** Start of DATA TO PROCESS **
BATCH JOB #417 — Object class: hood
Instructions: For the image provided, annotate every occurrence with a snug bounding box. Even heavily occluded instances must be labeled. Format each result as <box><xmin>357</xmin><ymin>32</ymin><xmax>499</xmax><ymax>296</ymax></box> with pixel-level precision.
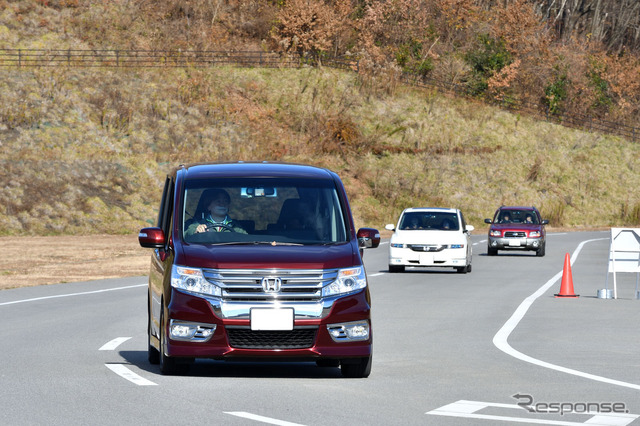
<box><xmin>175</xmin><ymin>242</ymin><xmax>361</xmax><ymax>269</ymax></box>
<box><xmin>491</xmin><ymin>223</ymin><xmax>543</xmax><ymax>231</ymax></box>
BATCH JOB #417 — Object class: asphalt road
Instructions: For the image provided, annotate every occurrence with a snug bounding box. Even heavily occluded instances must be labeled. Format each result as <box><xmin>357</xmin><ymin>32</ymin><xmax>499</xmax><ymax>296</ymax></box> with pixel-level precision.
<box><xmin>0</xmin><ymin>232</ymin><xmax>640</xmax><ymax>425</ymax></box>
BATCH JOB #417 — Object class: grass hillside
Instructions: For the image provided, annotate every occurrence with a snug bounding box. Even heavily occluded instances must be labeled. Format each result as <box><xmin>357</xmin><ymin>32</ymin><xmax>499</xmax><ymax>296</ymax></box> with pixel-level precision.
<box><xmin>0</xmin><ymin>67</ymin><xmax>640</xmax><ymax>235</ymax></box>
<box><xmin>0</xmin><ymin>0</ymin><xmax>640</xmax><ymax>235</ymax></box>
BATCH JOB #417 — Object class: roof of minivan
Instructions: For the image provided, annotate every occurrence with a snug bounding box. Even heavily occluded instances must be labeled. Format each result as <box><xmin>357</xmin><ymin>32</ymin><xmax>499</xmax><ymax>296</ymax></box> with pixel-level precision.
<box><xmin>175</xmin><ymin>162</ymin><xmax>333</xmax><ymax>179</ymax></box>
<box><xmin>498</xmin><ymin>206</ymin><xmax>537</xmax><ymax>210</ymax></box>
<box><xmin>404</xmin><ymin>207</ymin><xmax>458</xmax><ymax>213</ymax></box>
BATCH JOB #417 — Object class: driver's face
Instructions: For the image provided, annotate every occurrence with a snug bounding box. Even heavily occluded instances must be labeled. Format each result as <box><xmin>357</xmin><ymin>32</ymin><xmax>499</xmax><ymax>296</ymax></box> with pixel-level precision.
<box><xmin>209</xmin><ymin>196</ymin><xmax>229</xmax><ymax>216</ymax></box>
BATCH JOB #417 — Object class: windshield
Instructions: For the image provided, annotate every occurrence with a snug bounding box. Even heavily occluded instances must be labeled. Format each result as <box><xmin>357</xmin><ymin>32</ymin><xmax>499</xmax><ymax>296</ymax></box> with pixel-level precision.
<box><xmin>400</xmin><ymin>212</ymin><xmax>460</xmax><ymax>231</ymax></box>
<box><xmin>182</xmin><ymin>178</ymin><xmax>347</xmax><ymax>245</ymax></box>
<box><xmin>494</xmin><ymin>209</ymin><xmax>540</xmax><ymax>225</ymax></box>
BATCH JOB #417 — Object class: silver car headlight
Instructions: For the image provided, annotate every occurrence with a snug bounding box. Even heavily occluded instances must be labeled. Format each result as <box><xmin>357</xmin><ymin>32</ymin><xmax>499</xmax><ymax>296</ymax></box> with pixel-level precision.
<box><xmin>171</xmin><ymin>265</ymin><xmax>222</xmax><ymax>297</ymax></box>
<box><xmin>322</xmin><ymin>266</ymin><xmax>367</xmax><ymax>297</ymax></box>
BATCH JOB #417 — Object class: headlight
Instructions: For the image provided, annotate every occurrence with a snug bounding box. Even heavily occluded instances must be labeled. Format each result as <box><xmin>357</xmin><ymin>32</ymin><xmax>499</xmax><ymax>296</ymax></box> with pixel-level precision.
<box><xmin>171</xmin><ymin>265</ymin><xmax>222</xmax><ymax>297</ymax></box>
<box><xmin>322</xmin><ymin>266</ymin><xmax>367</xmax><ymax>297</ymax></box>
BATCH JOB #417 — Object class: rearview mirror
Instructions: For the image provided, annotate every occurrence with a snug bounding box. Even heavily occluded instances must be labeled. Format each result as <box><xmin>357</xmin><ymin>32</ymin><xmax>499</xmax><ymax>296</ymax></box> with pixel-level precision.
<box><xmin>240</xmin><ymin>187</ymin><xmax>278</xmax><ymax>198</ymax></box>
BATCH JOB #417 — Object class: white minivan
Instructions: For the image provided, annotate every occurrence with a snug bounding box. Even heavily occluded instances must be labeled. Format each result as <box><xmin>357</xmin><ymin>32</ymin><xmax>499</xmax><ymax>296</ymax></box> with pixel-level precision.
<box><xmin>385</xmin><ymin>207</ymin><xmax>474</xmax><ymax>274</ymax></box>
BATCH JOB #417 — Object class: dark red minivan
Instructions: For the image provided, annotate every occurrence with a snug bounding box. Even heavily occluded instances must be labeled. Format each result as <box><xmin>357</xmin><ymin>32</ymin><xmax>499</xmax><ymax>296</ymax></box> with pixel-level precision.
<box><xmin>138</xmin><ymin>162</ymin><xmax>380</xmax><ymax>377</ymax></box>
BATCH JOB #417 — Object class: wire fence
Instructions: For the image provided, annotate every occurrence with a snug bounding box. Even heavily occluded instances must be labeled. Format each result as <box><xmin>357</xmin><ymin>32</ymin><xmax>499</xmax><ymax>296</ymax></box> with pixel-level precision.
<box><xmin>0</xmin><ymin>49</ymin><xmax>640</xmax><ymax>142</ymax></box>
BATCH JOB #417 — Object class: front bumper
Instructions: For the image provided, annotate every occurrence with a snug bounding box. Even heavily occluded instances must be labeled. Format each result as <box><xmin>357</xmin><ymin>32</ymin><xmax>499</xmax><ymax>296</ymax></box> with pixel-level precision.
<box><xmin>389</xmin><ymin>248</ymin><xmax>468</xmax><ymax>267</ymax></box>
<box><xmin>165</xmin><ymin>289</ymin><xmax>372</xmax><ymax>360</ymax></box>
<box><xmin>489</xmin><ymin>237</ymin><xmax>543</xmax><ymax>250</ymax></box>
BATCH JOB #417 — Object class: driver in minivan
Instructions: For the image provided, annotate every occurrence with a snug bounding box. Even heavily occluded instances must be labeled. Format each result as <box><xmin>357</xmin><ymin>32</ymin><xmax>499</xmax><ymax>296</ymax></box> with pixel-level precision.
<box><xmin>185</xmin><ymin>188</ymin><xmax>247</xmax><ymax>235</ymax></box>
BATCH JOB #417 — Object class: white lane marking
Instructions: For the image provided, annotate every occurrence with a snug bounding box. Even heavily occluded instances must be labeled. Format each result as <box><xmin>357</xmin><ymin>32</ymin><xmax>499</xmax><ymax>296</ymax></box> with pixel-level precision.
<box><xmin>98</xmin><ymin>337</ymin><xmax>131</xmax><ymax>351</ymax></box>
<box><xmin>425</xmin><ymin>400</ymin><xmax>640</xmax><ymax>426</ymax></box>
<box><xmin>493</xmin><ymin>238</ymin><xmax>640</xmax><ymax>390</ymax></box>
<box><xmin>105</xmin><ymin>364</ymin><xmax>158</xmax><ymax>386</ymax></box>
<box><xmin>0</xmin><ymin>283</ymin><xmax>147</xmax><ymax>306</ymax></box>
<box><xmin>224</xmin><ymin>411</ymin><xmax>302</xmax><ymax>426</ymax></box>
** End of DATA TO PROCESS **
== WHAT YOU ARE ASKED TO DO ==
Find each line in the data above that contains the string "driver", and copy those lines out in full. Treat uppercase and lowercase letters as different.

== EXERCISE ANSWER ==
BATCH JOB #417 — Object class: driver's face
BATCH JOB #417 — Object class: driver in minivan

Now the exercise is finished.